• **EXERCISE GOAL**
Without any of the pictures, set down the data below exactly.

• **STUDY MATERIAL**
== == ==

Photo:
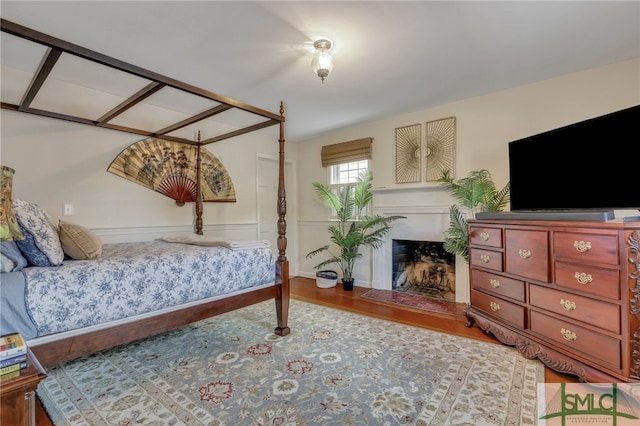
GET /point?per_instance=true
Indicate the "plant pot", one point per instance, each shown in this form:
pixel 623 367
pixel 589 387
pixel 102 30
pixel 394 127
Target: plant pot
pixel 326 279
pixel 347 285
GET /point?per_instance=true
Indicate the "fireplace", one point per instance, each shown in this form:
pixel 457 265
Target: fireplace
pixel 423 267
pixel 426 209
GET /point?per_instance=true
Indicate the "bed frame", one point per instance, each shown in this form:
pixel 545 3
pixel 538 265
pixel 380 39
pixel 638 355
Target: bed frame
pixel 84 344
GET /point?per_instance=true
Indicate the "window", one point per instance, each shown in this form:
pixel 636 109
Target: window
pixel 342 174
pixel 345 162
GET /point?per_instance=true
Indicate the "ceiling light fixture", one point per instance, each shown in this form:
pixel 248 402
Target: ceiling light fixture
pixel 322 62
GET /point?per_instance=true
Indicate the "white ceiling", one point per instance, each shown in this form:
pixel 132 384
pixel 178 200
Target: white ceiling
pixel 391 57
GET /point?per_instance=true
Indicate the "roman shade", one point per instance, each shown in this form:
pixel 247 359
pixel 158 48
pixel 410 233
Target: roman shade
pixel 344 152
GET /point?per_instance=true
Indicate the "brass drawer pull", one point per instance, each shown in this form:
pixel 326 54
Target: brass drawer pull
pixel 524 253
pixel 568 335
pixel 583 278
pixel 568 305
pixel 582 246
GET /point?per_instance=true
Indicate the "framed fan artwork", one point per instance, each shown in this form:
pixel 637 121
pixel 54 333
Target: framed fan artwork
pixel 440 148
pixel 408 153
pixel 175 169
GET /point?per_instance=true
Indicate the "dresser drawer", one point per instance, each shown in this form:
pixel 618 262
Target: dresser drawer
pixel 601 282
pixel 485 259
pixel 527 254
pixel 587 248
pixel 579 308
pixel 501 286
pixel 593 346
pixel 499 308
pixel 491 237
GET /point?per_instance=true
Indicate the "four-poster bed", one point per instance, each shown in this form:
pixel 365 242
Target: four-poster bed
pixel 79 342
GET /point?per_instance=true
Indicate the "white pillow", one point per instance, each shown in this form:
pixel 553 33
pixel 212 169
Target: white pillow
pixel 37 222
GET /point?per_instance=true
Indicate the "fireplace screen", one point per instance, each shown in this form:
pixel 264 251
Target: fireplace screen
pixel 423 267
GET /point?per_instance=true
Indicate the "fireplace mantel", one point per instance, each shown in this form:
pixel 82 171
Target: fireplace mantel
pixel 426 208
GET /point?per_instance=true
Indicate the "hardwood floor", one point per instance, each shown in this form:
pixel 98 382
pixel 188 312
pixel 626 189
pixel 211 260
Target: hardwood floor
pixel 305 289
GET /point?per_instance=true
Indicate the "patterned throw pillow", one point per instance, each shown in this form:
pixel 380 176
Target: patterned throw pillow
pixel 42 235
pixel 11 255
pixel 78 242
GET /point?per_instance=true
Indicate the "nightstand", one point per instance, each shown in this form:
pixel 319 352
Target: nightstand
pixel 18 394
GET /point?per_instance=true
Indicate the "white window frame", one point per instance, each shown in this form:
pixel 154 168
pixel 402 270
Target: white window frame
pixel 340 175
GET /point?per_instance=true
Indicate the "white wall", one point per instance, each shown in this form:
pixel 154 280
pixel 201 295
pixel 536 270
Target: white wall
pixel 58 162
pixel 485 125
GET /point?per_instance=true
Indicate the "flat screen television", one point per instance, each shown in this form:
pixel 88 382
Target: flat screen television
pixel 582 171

== == ==

• **TASK RESPONSE**
Photo:
GET /point?per_instance=true
Indicate the "plant pot", one point per instance, each shown in this form:
pixel 623 367
pixel 589 387
pixel 102 30
pixel 394 127
Target: plant pot
pixel 326 279
pixel 347 285
GET /point?per_instance=true
Indicate the "fireplace", one point per instance, each shown in this form:
pixel 457 265
Target: fireplace
pixel 423 267
pixel 426 209
GET /point?per_instance=true
Indicate the "bed frame", one point per instance, each shown in this form:
pixel 545 3
pixel 538 265
pixel 380 39
pixel 638 355
Target: bed frame
pixel 84 344
GET /point?per_instance=true
Indicate the "window", one point per instance, each shown in this form:
pixel 636 109
Target: window
pixel 342 174
pixel 345 162
GET /point?per_instance=true
Indicate the "ceiling light fixture", one point per instance, each shown in this form:
pixel 248 402
Target: ceiling light fixture
pixel 322 62
GET /point?per_instance=true
Indicate the "white ceiling", one point per instance, each shown in this form:
pixel 132 384
pixel 178 200
Target: white ceiling
pixel 391 57
GET /point?per_instance=true
Indicate the "roman shade", one point per instance, each shown in this form:
pixel 247 359
pixel 158 48
pixel 410 233
Target: roman shade
pixel 344 152
GET /point?per_instance=true
Indicate the "brass drawer pull", one point per instance, each shown in this form:
pixel 326 54
Target: brass drawer pull
pixel 524 253
pixel 568 335
pixel 583 278
pixel 568 305
pixel 582 246
GET /point?per_instance=true
Indicate the "framed fan artwork", one point per instance, each shown in this form:
pixel 637 121
pixel 54 333
Target: framed fan artwork
pixel 440 148
pixel 408 153
pixel 175 169
GET /point?per_instance=true
Indicate the "dresser drawer", one point per instance, each shown in this form:
pixel 618 262
Target: dresser drawer
pixel 601 282
pixel 485 259
pixel 527 254
pixel 587 248
pixel 579 308
pixel 501 286
pixel 593 346
pixel 499 308
pixel 491 237
GET /point?per_instance=true
Indicate the "four-poster bed", one point per instance, each shown in this form:
pixel 365 242
Target: four-poster bed
pixel 79 342
GET /point?per_instance=true
Indicate the "white pillow", one point per instance, each shown in this form:
pixel 553 33
pixel 212 169
Target: white pillow
pixel 37 222
GET /point?per_instance=true
Indicate the "fireplace screen", one point per instance, each shown in this form:
pixel 264 251
Target: fireplace screen
pixel 423 267
GET /point?per_instance=true
Indicate the "fireplace mantel", one point per instance, each shown in this form:
pixel 82 171
Target: fireplace mantel
pixel 426 208
GET /point?per_instance=true
Indicate the "hardwood floor", one point per instance, each shown in this form:
pixel 98 382
pixel 188 312
pixel 626 189
pixel 211 260
Target: hardwood floor
pixel 305 289
GET /point?per_instance=true
Indicate the "patterned throw pillow", one point per instance, each shown in this form:
pixel 380 176
Target: patterned throw pillow
pixel 42 235
pixel 11 255
pixel 78 242
GET /point?per_instance=true
Indicate the "nightstand", one point per instance, each shown in this form:
pixel 319 352
Target: nightstand
pixel 18 394
GET /point?per_instance=true
Indicate the "white window frame", one point per instance, each shown in this form:
pixel 154 168
pixel 402 270
Target: white window frame
pixel 340 175
GET /point?per_instance=true
Indicate the "white wall", one point per instance, each shown in this form:
pixel 154 280
pixel 201 295
pixel 536 270
Target: white wall
pixel 58 162
pixel 485 125
GET /point?per_instance=true
Indicate the "flat screen television", one point per instance, each shown in this form:
pixel 88 382
Target: flat screen television
pixel 582 171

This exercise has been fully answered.